**The problem**
Extract, verbatim, all lines starting at the one containing "written like (553,167)." and ending with the final line of the listing, and no others.

**Task input**

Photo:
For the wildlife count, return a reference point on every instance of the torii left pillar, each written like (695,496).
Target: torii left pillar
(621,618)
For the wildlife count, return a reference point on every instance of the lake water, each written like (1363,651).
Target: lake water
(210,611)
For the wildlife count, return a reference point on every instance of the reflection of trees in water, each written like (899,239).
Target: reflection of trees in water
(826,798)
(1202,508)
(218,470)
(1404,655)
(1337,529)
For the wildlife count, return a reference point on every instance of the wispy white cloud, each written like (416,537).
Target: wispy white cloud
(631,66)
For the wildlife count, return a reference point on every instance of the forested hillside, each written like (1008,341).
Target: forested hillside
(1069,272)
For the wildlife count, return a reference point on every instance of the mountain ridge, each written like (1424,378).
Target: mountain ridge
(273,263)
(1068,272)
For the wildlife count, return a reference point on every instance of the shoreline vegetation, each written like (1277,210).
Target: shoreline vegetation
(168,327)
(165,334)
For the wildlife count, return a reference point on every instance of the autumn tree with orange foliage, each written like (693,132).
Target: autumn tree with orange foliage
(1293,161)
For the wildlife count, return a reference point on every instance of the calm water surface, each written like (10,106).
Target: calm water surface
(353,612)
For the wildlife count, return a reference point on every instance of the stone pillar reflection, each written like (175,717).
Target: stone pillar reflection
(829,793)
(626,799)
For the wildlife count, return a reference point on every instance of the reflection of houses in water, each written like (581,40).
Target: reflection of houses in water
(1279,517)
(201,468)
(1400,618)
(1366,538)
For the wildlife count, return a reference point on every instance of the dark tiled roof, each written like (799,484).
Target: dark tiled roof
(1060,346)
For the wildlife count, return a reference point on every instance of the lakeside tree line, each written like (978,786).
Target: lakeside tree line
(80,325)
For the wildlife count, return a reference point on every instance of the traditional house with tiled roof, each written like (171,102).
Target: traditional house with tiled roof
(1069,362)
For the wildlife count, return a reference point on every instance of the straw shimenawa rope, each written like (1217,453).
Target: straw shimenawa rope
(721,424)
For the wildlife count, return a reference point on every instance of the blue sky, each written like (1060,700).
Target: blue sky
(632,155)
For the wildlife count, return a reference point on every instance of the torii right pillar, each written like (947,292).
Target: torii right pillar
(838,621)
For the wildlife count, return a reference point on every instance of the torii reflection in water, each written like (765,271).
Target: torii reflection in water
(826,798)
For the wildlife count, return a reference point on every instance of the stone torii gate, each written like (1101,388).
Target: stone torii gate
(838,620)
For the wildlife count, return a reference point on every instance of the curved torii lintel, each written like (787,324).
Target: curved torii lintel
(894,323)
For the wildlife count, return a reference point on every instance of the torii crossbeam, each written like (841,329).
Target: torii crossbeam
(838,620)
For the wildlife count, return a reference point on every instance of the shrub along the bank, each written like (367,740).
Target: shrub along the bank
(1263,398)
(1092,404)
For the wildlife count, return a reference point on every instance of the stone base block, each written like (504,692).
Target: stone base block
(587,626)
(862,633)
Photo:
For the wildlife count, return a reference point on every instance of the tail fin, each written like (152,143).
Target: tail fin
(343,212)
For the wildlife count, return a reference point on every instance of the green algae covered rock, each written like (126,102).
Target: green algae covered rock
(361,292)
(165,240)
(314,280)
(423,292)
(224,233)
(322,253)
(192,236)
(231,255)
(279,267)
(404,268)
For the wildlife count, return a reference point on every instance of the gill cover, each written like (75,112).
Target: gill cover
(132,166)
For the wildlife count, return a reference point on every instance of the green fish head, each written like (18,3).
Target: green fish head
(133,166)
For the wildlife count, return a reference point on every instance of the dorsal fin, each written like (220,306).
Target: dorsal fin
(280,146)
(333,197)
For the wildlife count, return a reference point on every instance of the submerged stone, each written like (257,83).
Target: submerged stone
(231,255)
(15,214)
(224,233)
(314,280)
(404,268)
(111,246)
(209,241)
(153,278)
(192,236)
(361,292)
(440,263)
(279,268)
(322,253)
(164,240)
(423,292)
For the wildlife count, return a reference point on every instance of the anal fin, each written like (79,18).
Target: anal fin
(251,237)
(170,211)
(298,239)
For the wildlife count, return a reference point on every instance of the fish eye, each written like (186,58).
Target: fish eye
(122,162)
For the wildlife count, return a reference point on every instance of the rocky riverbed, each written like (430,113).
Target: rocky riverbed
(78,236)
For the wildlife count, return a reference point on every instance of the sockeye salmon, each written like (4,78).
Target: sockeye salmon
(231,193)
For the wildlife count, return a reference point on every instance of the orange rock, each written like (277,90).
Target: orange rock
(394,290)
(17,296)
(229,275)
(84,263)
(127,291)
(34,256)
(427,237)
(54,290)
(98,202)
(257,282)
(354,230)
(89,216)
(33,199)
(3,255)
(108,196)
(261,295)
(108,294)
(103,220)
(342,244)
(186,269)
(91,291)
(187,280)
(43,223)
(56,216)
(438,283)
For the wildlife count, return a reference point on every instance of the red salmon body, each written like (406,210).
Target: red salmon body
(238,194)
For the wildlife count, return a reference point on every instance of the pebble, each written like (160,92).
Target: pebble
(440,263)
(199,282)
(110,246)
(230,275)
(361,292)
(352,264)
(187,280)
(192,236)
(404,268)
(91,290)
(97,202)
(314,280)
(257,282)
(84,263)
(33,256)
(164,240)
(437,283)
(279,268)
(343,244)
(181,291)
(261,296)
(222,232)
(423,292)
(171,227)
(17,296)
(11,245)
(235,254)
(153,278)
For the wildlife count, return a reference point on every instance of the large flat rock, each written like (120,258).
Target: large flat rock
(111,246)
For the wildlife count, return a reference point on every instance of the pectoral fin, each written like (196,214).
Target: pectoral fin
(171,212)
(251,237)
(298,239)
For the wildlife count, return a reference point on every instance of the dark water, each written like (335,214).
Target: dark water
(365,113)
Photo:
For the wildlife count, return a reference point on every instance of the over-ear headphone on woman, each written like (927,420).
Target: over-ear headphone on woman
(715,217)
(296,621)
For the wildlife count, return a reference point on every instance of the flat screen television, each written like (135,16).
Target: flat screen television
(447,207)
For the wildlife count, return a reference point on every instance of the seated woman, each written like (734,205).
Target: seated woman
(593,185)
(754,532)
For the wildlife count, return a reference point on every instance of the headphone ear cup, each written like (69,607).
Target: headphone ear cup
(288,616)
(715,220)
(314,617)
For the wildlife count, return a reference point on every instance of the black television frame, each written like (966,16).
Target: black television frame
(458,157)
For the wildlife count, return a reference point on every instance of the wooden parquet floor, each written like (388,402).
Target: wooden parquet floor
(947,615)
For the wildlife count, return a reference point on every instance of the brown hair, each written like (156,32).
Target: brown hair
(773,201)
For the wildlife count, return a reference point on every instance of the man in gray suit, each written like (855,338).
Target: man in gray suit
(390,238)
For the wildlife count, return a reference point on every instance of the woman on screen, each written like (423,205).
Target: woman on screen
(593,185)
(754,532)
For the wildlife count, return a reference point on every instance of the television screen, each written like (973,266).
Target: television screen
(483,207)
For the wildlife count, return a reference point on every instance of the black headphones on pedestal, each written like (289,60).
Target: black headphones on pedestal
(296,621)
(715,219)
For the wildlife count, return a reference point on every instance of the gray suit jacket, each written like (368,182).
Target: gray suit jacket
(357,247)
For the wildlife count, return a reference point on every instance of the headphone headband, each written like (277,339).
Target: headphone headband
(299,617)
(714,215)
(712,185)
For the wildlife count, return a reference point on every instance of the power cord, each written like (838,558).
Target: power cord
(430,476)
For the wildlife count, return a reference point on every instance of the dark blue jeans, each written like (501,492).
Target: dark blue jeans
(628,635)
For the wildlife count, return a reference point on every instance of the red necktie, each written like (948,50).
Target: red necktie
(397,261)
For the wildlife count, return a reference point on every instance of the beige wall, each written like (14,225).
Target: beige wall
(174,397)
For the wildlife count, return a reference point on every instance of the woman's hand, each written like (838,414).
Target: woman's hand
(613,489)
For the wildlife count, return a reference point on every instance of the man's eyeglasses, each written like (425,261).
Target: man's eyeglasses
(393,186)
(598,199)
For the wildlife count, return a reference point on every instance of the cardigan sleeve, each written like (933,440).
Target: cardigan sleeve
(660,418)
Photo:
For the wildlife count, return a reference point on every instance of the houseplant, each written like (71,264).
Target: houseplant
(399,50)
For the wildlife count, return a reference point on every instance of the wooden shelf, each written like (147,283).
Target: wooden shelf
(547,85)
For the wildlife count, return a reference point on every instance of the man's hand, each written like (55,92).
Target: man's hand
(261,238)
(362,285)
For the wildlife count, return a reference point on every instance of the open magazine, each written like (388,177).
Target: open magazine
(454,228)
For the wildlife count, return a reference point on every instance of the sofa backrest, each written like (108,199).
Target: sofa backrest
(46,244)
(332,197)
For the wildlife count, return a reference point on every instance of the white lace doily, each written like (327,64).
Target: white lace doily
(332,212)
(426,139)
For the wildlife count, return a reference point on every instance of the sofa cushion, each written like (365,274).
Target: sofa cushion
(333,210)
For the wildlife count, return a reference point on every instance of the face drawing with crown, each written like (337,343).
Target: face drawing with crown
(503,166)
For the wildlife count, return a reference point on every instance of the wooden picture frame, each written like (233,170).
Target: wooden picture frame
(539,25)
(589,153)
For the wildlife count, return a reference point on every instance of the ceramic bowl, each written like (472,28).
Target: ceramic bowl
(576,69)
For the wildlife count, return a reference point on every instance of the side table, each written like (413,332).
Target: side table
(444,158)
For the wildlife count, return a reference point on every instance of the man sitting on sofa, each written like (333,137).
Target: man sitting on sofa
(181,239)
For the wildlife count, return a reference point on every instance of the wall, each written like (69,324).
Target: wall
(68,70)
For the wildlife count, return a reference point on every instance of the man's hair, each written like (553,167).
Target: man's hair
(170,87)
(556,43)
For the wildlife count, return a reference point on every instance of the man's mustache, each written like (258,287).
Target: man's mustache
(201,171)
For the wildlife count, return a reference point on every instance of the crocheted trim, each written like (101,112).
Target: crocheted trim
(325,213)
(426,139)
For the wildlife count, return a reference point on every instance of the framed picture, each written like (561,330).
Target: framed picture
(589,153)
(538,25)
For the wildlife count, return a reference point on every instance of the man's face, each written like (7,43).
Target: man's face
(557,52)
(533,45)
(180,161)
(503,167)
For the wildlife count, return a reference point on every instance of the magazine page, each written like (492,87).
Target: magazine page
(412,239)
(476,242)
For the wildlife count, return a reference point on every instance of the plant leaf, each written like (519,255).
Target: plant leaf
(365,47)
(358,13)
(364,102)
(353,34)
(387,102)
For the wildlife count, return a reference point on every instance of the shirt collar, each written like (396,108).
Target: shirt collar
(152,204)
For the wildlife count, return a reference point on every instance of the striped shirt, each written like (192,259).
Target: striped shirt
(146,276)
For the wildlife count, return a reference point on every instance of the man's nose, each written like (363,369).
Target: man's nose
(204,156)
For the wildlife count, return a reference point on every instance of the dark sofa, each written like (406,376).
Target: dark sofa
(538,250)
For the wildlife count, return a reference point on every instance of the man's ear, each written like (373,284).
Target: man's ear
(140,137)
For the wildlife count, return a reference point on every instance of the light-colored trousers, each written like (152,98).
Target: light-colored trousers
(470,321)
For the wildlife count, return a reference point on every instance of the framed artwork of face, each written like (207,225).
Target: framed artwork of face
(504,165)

**Complete response**
For the wildlife count, return a reference point on every instance of the man's hair, each written like (553,167).
Target: man's hair
(170,87)
(556,43)
For the wildlife count, return a reference point on every instance of the man's mustache, each written like (258,287).
Target: man's mustache
(201,171)
For the wildlife count, return a reference point on every instance of the crocheted trim, each written like (101,112).
Target: crocheted trim
(325,213)
(426,139)
For the wildlife count, return a reference point on every instance of the framed picture, each written like (561,330).
Target: framed picture
(589,153)
(538,25)
For the wildlife count, return a reference point on every instance of the man's face, each written like (7,43).
Target: man's face
(557,52)
(533,45)
(180,161)
(503,167)
For the wildlife count, return a reference point on every instance of the magazine page, each written like (492,87).
Target: magazine page
(412,239)
(476,242)
For the wildlife count, return a reference point on every instance of the plant leaf, each written like (519,255).
Target: plant leaf
(365,47)
(358,13)
(364,102)
(353,34)
(387,102)
For the wildlife count, return a reference point on every instance of the shirt collar, each written like (396,108).
Target: shirt collar
(152,204)
For the wildlife count, return a reference point on every instance of the striped shirt, each written like (192,259).
Target: striped shirt
(146,276)
For the wildlife count, return a reference point on every instance of the man's nose, each written like (363,369).
Target: man's nose
(204,156)
For the wildlife count, return a reference point on every instance of the dark sofa, each written like (406,376).
Target: dark sofa
(538,250)
For the wildlife count, return a reference point on every instance of the man's ear, each written like (373,284).
Target: man's ear
(140,137)
For the wildlife count, return a reference point on every instance of the light-colored trousers, each written like (152,98).
Target: light-colored trousers
(470,321)
For the wildlife count, return a reference point on every instance of the framed artwork of face, each written like (207,225).
Target: framed artwork of face
(504,165)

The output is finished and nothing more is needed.